§ **Directions for this task**
In the court opinion heading below, translate this sentence into Spanish: "Norman W. de Carteret, under appointment by the Supreme Court, for Defendant and Appellant."

§ **Selected excerpt**
--*--
In re Lionel P. , 20 Cal.3d 260
In re LIONEL P., a Person Coming Under the Juvenile Court Law. KENNETH E. KIRKPATRICK, as Chief Probation Officer, etc., Plaintiff and Respondent, v. LIONEL P., Defendant and Appellant
(Opinion by Bird, C. J., expressing the unanimous view of the court.) [20 Cal.3d 261]
Norman W. de Carteret, under appointment by the Supreme Court, for Defendant and Appellant.
Paul Halvonik, State Public Defender, Gary S. Goodpaster, Chief Assistant State Public Defender, and Laurance S. Smith, Deputy State Public Defender, as Amici Curiae on behalf of Defendant and Appellant.
Evelle J. Younger, Attorney General, Jack R. Winkler, Chief Assistant Attorney General, S. Clark Moore, Assistant Attorney General, Frederick R. Millar, Jr., Theodora Berger and Ann Rushton, Deputy Attorneys General, for Plaintiff and Respondent.
BIRD, C. J.
--*--
§ **Listing**
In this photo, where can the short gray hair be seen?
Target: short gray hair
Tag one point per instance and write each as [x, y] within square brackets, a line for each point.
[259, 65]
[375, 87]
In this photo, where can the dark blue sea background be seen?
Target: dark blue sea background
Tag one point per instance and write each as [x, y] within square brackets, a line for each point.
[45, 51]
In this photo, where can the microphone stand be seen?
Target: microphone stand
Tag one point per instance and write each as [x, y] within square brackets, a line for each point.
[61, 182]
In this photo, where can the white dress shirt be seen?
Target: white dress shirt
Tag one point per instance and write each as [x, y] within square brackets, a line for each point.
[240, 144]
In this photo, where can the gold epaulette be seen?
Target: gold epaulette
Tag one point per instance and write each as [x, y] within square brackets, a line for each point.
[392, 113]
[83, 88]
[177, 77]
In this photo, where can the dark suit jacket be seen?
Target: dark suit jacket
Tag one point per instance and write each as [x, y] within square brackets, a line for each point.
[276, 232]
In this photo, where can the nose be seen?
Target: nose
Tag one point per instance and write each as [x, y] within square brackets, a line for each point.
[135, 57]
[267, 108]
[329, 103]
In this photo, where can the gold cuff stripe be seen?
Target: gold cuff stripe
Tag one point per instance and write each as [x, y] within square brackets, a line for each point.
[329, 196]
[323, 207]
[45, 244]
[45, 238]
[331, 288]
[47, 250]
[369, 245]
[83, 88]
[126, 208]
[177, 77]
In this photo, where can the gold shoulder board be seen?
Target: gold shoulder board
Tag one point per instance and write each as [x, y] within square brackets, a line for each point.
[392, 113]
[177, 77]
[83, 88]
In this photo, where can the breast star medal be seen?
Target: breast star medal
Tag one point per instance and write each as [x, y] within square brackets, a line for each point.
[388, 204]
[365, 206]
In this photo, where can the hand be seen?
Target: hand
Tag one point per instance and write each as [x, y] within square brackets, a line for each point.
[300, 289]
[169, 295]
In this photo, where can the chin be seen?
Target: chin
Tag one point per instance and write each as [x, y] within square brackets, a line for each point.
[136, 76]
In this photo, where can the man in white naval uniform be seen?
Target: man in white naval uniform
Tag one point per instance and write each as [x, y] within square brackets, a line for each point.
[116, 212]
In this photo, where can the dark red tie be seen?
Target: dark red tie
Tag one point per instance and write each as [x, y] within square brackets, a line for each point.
--*--
§ **Answer to the problem**
Norman W. de Carteret, por designación de la Corte Suprema, en representación del Demandado y Apelante.